** Start Text segment **

What I Learned from Mary
2015 in Review: Descending Lists

on Jacob, Turning 18

One of my favorite moments this Christmas was watching old Christmas videos with the kids. We always videotape Christmas mornings, but we haven’t watched them for ages—some, we haven’t ever watched. We picked them at random, one when Kaleb was a baby, the year we gave the Bigs DSs. I told Kendell he should find a really old one, so he put in the tape from Christmas 2001. This was a hard Christmas for us. Kendell had been unemployed for a year, and that month he had spent two weeks working in New York on computers damaged in the 9-11 attacks. Our Christmas was entirely provided by a secret Santa (who was my sister-in-law, I’m 99% certain), and while that act brought me much peace (not for the gifts themselves, but for the fact that it made me feel seen, even though the seeing itself couldn’t save us), it didn’t erase the deep fear that always ran through me. What would happen to us?

But as I watched that video, I didn’t remember my sadness and fear. What I remembered was how that felt, loving those three sweet little ones. Haley, at six, was a miniature version of who she is now, loving her brothers but also slightly bossy. Every single gift of Nathan’s (who was barely two) was opened by Haley, part way, and then he cheerfully took it from her and finished. Nathan, too, seemed like a tinier copy of himself, cheerful and bubbly.

** End Text segment **
** Start Excerpted data **

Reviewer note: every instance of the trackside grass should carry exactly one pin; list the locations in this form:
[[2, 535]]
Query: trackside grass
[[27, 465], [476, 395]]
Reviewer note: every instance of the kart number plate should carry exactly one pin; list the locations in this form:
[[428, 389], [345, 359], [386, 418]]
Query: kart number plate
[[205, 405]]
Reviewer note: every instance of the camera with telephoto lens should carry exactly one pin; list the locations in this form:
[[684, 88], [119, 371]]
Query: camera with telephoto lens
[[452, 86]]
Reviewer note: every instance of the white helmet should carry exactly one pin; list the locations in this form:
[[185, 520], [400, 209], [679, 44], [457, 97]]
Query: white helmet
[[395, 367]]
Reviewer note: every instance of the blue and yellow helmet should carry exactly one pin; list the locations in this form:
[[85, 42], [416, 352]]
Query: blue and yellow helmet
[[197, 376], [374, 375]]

** End Excerpted data **

# [Goal of the exercise]
Reproduce word for word the part of the Christmas memories post that opens with the words "One of my favorite" and closes with "happen to us?". The records stand apart from the Christmas memories post.

# [Task response]
One of my favorite moments this Christmas was watching old Christmas videos with the kids. We always videotape Christmas mornings, but we haven’t watched them for ages—some, we haven’t ever watched. We picked them at random, one when Kaleb was a baby, the year we gave the Bigs DSs. I told Kendell he should find a really old one, so he put in the tape from Christmas 2001. This was a hard Christmas for us. Kendell had been unemployed for a year, and that month he had spent two weeks working in New York on computers damaged in the 9-11 attacks. Our Christmas was entirely provided by a secret Santa (who was my sister-in-law, I’m 99% certain), and while that act brought me much peace (not for the gifts themselves, but for the fact that it made me feel seen, even though the seeing itself couldn’t save us), it didn’t erase the deep fear that always ran through me. What would happen to us?